##### Information shown #####
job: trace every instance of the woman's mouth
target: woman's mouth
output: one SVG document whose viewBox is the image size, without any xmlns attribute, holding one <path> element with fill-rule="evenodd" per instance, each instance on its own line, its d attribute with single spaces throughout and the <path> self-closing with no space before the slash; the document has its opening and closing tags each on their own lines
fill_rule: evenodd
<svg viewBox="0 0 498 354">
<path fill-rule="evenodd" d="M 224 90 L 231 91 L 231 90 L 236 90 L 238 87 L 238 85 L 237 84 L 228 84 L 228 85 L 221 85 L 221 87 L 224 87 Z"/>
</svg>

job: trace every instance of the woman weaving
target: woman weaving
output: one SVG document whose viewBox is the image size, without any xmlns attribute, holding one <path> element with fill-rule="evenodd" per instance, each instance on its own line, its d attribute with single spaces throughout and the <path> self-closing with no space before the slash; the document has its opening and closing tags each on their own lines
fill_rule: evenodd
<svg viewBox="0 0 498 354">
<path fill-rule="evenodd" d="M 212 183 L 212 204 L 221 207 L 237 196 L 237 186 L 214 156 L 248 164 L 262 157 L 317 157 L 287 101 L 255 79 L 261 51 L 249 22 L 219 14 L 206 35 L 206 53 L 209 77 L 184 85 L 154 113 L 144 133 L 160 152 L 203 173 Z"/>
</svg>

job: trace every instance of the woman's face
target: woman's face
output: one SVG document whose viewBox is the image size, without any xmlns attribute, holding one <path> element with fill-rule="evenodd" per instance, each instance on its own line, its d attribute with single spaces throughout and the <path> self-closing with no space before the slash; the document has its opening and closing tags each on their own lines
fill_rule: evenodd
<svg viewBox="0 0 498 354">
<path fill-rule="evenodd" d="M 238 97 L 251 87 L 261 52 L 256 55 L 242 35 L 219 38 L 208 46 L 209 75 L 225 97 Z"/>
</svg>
#####
*What you have to do*.
Could you put every line from the one containing "job: trace every instance of the woman's face" through the end of the records, both ends included, into a JSON list of strings, one string per line and with blank lines left out?

*Result for this task*.
[
  "job: trace every instance of the woman's face",
  "target: woman's face",
  "output: one SVG document whose viewBox is the image size, without any xmlns attribute, holding one <path> element with fill-rule=\"evenodd\" per instance, each instance on its own line, its d attribute with single spaces throughout and the <path> self-closing with no space before the slash; the document has its opening and closing tags each on their own lines",
  "fill_rule: evenodd",
  "<svg viewBox=\"0 0 498 354\">",
  "<path fill-rule=\"evenodd\" d=\"M 238 97 L 251 87 L 261 52 L 256 55 L 242 35 L 219 38 L 208 46 L 209 75 L 225 97 Z\"/>",
  "</svg>"
]